Records shown =
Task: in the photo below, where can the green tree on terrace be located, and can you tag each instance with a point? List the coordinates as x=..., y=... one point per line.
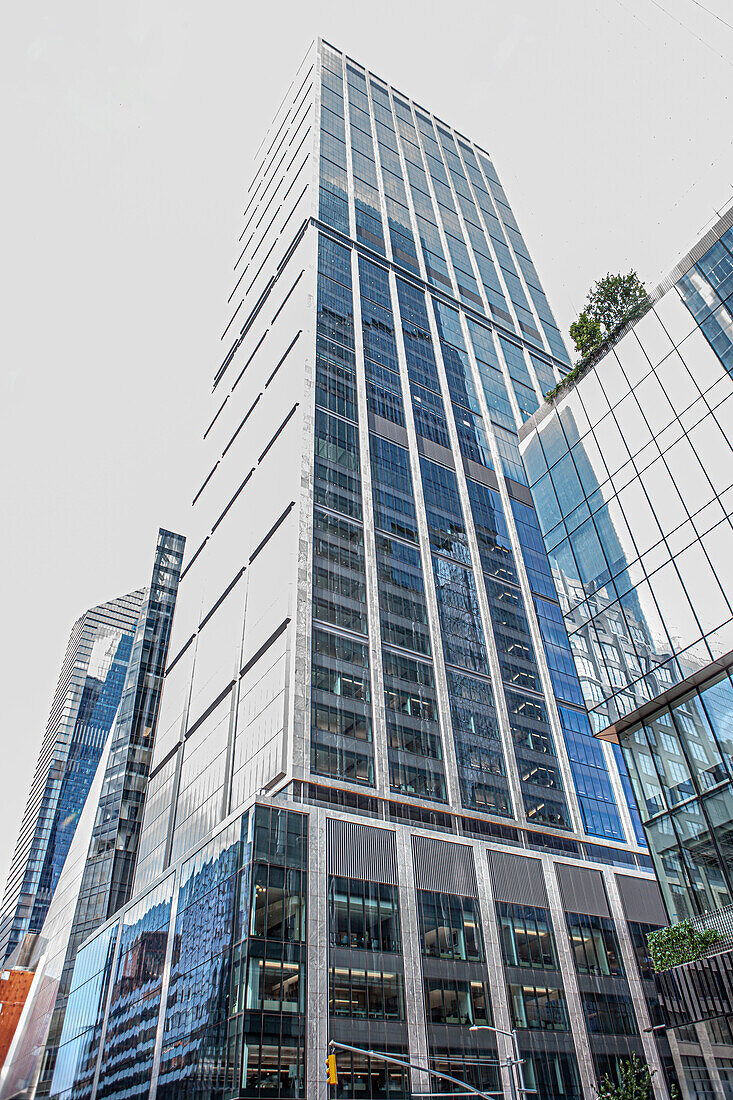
x=634, y=1081
x=612, y=300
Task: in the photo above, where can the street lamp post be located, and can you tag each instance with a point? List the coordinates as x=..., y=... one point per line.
x=515, y=1060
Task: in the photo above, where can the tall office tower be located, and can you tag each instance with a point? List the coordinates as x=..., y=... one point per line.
x=87, y=696
x=376, y=814
x=97, y=873
x=632, y=475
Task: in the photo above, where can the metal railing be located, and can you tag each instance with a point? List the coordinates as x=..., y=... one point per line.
x=721, y=920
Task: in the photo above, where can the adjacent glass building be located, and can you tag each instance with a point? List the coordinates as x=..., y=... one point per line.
x=632, y=479
x=85, y=704
x=97, y=872
x=375, y=813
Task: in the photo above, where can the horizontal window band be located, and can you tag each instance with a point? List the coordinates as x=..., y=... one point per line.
x=264, y=647
x=256, y=349
x=216, y=416
x=242, y=422
x=260, y=303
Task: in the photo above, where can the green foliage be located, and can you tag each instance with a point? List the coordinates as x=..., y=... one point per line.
x=679, y=943
x=614, y=298
x=612, y=303
x=586, y=333
x=634, y=1081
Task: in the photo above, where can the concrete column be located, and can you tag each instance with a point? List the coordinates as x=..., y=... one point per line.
x=500, y=1003
x=570, y=981
x=638, y=1000
x=413, y=965
x=317, y=958
x=164, y=987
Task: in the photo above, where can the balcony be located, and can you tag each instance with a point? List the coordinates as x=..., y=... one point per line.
x=703, y=989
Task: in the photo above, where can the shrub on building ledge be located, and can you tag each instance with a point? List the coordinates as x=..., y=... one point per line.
x=679, y=943
x=613, y=303
x=634, y=1081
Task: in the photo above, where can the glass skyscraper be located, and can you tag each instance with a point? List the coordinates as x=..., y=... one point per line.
x=376, y=813
x=632, y=475
x=97, y=870
x=87, y=696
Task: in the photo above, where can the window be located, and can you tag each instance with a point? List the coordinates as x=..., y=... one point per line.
x=365, y=994
x=279, y=905
x=526, y=936
x=609, y=1013
x=449, y=926
x=594, y=945
x=457, y=1002
x=363, y=914
x=274, y=986
x=538, y=1008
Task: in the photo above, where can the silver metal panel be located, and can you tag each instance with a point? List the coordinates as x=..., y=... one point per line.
x=582, y=890
x=361, y=851
x=641, y=899
x=445, y=867
x=517, y=879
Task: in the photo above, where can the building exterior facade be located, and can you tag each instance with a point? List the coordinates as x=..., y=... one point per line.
x=87, y=696
x=97, y=873
x=376, y=813
x=632, y=479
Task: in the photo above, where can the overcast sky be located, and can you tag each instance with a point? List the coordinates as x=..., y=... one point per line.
x=129, y=131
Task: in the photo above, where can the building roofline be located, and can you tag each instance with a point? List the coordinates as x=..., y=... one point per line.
x=613, y=732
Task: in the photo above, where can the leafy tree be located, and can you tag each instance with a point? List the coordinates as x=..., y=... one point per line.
x=634, y=1081
x=614, y=298
x=679, y=943
x=586, y=333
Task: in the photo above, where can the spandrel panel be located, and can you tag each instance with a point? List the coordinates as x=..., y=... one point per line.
x=653, y=338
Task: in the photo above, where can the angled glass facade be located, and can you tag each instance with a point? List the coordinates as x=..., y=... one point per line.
x=372, y=744
x=87, y=697
x=631, y=475
x=97, y=873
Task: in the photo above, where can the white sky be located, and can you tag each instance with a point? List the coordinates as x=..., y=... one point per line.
x=129, y=131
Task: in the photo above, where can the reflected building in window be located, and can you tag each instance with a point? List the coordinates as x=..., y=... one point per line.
x=631, y=474
x=96, y=876
x=372, y=749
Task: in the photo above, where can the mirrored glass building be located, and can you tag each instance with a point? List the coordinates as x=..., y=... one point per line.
x=87, y=696
x=96, y=877
x=632, y=479
x=376, y=813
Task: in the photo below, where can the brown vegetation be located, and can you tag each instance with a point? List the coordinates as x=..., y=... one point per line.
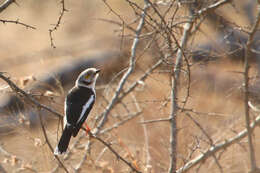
x=170, y=70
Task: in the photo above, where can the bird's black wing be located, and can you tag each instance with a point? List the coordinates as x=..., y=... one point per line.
x=79, y=103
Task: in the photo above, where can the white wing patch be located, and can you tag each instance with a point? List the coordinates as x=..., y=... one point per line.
x=85, y=107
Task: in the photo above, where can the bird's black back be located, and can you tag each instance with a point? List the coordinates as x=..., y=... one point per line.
x=75, y=100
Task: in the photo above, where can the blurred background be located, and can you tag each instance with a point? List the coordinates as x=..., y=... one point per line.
x=91, y=34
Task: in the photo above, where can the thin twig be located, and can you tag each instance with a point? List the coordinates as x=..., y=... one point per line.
x=56, y=26
x=156, y=120
x=6, y=4
x=48, y=142
x=246, y=92
x=17, y=22
x=174, y=106
x=127, y=73
x=217, y=147
x=209, y=138
x=21, y=92
x=112, y=150
x=120, y=123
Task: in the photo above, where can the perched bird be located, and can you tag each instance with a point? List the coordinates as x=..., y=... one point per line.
x=78, y=104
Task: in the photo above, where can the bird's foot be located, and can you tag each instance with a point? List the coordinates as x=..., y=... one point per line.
x=87, y=129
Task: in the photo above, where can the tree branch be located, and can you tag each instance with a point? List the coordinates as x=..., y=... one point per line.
x=246, y=92
x=217, y=147
x=6, y=4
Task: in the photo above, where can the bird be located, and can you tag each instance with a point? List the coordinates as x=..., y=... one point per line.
x=78, y=104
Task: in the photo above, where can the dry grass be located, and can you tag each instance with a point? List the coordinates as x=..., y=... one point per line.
x=215, y=91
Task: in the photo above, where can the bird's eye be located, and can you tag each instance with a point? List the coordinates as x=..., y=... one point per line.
x=87, y=76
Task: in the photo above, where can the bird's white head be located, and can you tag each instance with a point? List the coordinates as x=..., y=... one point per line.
x=88, y=78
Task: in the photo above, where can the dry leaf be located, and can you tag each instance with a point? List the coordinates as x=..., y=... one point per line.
x=14, y=160
x=37, y=142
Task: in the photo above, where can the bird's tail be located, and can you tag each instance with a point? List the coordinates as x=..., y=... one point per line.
x=64, y=141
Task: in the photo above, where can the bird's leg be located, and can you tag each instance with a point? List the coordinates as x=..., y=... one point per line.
x=87, y=129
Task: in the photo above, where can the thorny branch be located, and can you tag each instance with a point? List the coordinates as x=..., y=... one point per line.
x=32, y=100
x=246, y=92
x=22, y=93
x=218, y=147
x=56, y=26
x=6, y=4
x=112, y=150
x=127, y=73
x=48, y=142
x=17, y=22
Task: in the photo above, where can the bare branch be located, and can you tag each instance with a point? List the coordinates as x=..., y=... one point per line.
x=18, y=23
x=128, y=72
x=246, y=92
x=6, y=4
x=156, y=120
x=174, y=106
x=48, y=142
x=56, y=26
x=112, y=150
x=217, y=147
x=19, y=91
x=120, y=123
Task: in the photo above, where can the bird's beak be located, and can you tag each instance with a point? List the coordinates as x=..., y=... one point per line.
x=97, y=71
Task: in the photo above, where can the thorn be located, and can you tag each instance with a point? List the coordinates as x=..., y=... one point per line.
x=88, y=130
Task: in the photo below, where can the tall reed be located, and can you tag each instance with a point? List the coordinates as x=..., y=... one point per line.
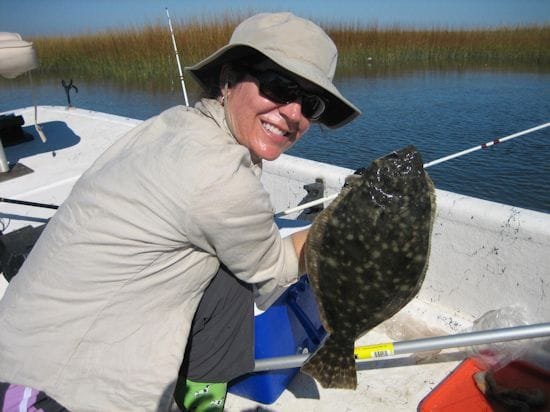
x=145, y=54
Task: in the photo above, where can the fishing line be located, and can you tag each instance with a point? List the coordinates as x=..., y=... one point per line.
x=27, y=203
x=177, y=57
x=426, y=165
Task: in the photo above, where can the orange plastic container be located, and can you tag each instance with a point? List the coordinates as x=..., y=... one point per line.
x=459, y=393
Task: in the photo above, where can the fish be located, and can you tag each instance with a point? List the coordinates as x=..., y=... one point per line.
x=366, y=256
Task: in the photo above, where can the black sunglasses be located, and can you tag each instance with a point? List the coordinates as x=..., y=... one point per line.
x=281, y=89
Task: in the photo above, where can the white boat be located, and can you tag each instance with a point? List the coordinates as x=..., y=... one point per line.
x=484, y=256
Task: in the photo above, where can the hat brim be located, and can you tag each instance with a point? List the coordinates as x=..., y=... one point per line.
x=339, y=110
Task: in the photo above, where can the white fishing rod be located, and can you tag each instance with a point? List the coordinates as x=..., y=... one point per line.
x=177, y=57
x=383, y=350
x=426, y=165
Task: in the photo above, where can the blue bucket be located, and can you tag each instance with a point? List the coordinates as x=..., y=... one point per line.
x=288, y=327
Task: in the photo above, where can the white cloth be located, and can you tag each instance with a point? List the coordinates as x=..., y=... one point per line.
x=99, y=314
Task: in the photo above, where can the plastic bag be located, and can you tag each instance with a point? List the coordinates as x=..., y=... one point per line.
x=496, y=355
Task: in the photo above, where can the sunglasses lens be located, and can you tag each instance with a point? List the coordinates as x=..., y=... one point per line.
x=283, y=90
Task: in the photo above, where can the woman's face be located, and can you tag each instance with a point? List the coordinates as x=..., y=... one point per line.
x=265, y=127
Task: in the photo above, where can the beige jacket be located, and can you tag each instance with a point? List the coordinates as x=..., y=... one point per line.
x=98, y=316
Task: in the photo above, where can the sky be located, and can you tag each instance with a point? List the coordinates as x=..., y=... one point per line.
x=68, y=17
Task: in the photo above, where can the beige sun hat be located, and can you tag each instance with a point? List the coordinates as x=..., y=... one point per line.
x=297, y=45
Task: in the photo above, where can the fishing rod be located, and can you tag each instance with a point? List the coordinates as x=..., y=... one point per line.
x=27, y=203
x=384, y=350
x=426, y=165
x=177, y=57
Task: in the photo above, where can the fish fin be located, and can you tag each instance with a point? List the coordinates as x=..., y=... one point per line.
x=333, y=365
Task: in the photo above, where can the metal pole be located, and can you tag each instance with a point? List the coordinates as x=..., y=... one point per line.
x=27, y=203
x=419, y=345
x=426, y=165
x=177, y=57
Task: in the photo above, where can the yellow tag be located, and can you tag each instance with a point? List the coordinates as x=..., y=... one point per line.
x=374, y=351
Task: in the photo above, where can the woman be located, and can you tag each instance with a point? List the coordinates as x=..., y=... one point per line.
x=99, y=315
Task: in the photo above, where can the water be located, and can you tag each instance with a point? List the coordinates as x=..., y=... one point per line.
x=438, y=112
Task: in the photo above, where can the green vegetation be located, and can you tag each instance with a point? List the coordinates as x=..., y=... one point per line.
x=145, y=55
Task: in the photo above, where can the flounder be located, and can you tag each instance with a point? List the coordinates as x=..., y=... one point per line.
x=366, y=256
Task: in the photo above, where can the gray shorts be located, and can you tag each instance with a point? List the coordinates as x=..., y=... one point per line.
x=221, y=342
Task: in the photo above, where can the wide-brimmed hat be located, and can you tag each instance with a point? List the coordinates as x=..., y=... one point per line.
x=295, y=44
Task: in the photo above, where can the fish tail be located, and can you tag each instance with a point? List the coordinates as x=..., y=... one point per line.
x=333, y=365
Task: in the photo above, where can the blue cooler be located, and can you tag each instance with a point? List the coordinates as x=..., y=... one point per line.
x=287, y=327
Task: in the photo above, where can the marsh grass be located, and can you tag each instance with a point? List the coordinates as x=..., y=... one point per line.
x=145, y=55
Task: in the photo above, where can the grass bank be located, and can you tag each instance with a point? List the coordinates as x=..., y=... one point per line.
x=145, y=54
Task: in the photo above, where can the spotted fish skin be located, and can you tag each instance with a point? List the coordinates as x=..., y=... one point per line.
x=366, y=256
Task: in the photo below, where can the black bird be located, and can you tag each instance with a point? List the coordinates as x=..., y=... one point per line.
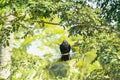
x=65, y=49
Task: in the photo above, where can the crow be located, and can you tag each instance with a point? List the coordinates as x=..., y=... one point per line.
x=65, y=49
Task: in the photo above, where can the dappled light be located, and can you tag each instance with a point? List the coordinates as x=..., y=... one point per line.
x=59, y=40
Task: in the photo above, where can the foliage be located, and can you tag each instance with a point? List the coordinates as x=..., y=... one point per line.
x=95, y=44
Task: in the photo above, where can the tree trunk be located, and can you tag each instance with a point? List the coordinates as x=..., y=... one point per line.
x=5, y=54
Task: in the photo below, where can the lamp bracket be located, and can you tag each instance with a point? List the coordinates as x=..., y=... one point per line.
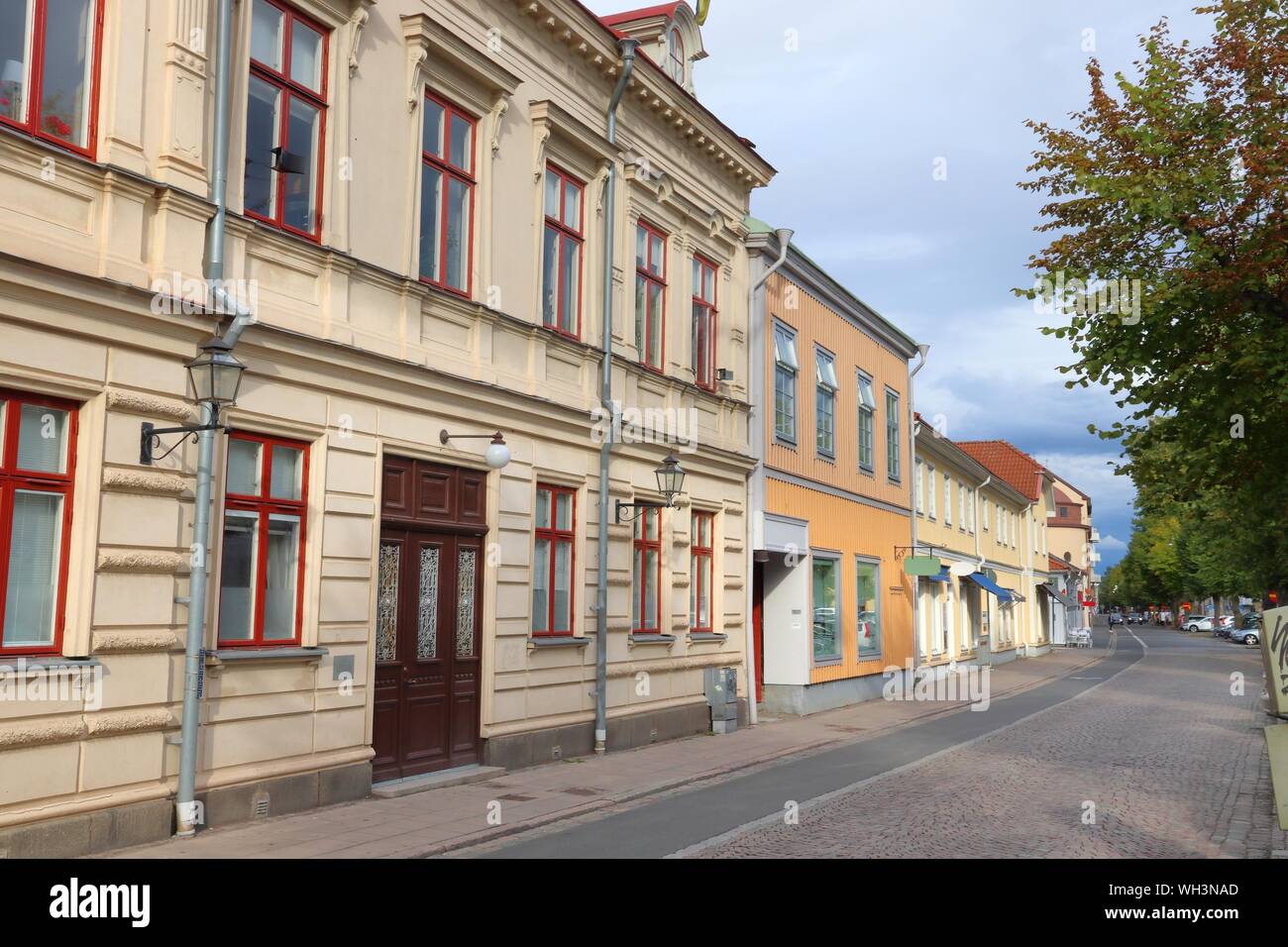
x=150, y=440
x=638, y=506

Exercise details =
Copy the material verbatim, from the line with "Task: in the photo above, where can the blue bucket" to the line with "x=374, y=351", including both of those lines.

Exercise result =
Task: in the photo above, where can the blue bucket be located, and can you tag each instance with a point? List the coordinates as x=..., y=... one point per line.
x=288, y=327
Task: in the photo above, where can the white cloth be located, and can you tag each instance with a point? List the coordinates as x=..., y=... one point per line.
x=99, y=314
Task: in the photo above, where can the plastic bag be located, and can you tag each instance with a point? List the coordinates as x=..., y=... one point per line.
x=496, y=355
Task: in the photo above, where can the sunglasses lens be located, and can you tag each instance with a point? List the coordinates as x=..., y=... one point per line.
x=283, y=90
Task: in the photo above, where can the woman's face be located, and can you tag each instance with a point? List the coordinates as x=..., y=... one point per line.
x=265, y=127
Task: in the photo above, where can the beige jacket be located, and can you tag each instance with a point? List the coordinates as x=..., y=... one point per line.
x=98, y=316
Task: in the photo above, where can the sky be located, and can you tag each instance with a point? List the coordinates as x=..., y=... one point per line.
x=68, y=17
Task: in the photo above, where can the beige sun hat be located, and can you tag each instance with a point? List the coordinates as x=..., y=... one point per line.
x=297, y=45
Task: in the photo above, where can the fishing rod be located, and can you tag each instance with a point? List the coordinates as x=..., y=... one point per line.
x=27, y=203
x=384, y=350
x=426, y=165
x=177, y=57
Task: in the photo above, where can the fish fin be located, and can you tag each instance with a point? List the coordinates as x=..., y=... one point per line.
x=333, y=365
Task: in the photo above, where can the metal pole be located, and can you tag each instance with a point? List the coordinates as x=..., y=... one point per line.
x=27, y=203
x=419, y=345
x=426, y=165
x=177, y=57
Task: in the photo above, where can the yellow tag be located, and can you tag each instance with a point? List the coordinates as x=..., y=... one point per line.
x=374, y=351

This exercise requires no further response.